In how many lines of the listing does the string "below" appear? Give only the number.

*Exercise materials*
════

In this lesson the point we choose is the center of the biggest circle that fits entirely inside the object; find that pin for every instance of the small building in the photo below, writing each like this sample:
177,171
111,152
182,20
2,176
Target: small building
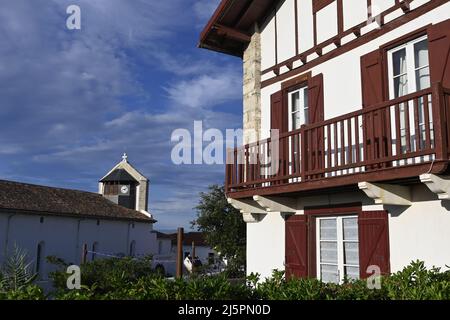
77,225
346,109
167,250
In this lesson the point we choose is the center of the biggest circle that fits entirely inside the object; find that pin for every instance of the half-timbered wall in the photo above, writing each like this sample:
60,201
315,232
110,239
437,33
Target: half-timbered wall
281,41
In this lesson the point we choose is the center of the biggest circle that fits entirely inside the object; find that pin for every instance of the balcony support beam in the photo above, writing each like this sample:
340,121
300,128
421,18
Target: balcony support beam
439,185
277,204
387,193
251,211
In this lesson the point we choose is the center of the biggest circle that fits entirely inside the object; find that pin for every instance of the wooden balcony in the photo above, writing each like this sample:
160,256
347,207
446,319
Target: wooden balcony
392,141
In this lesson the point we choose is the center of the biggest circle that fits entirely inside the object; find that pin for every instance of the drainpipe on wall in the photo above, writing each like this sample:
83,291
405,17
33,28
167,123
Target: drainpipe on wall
128,238
77,245
7,233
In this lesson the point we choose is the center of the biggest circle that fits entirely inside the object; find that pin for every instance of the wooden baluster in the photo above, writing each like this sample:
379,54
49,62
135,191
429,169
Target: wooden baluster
349,138
336,147
329,145
426,112
416,125
342,143
389,132
304,148
439,123
398,136
407,127
358,155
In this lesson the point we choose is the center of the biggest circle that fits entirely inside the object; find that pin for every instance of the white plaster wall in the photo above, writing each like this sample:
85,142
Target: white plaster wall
327,22
379,6
355,12
164,246
64,237
305,25
265,245
420,232
268,44
342,75
286,30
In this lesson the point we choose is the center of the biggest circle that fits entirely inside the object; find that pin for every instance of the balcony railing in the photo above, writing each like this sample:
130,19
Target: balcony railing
392,140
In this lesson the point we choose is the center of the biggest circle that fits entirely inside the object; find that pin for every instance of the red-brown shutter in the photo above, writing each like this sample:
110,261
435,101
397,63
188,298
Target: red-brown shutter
278,112
320,4
316,114
439,51
296,256
373,92
372,76
373,241
315,99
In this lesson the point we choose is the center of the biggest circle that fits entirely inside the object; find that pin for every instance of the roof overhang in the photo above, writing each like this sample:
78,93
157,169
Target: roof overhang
230,28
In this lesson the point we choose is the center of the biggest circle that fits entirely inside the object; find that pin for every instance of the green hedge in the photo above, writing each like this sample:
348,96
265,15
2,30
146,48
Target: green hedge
134,282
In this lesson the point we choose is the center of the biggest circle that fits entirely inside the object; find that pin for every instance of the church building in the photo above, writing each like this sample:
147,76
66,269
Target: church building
77,226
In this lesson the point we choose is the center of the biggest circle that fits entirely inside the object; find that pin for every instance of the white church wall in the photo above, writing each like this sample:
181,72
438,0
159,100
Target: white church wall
64,237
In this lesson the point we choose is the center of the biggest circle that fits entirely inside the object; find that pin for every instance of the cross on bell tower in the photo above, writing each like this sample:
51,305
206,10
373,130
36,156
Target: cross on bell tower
125,186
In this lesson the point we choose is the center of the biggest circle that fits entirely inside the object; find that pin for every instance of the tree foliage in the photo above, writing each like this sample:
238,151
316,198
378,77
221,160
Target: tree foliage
224,228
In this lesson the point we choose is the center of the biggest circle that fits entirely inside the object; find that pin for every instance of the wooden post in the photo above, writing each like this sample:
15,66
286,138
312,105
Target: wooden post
180,253
439,122
84,254
193,256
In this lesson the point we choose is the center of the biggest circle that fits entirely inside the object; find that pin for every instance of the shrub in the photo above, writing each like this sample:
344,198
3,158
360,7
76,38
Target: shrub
414,282
105,275
16,278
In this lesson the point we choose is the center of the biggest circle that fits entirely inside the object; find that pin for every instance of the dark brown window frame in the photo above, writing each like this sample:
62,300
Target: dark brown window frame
384,49
360,40
319,212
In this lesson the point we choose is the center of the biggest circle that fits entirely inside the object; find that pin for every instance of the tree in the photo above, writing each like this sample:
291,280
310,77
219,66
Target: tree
223,226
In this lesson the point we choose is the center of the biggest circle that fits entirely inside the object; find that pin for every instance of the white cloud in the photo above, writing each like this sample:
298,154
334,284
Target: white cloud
207,90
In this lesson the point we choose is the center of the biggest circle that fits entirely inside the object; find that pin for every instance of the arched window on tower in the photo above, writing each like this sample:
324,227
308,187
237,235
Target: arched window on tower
133,248
40,259
95,248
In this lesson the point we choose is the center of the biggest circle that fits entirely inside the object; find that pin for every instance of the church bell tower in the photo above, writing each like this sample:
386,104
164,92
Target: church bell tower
125,186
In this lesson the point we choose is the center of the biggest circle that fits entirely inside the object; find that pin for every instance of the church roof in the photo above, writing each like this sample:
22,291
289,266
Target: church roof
18,197
118,175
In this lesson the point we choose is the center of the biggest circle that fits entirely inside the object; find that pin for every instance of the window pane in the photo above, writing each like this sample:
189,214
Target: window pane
305,105
351,253
399,62
328,252
329,273
296,120
328,229
400,86
421,54
295,100
352,272
350,226
423,78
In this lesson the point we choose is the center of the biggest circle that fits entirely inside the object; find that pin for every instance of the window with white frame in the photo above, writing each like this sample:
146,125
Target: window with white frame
298,108
409,71
337,248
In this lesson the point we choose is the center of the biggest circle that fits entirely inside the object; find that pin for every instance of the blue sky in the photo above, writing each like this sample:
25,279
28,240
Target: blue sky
72,101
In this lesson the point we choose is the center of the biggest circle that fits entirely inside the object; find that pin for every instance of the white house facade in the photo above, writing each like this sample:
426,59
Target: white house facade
354,95
73,225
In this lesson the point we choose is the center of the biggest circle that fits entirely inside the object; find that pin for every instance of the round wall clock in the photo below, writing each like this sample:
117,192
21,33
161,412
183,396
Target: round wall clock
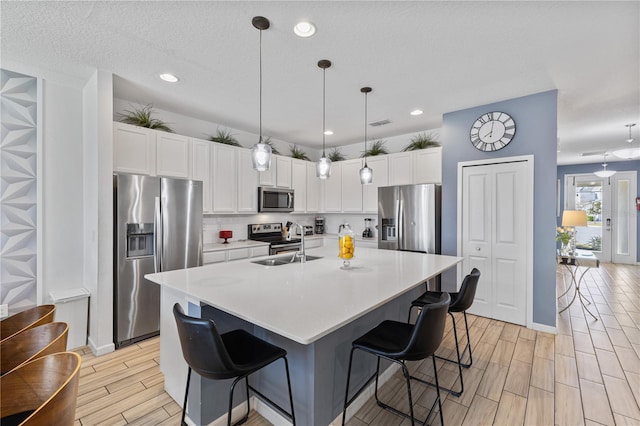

════

*Worked solution*
2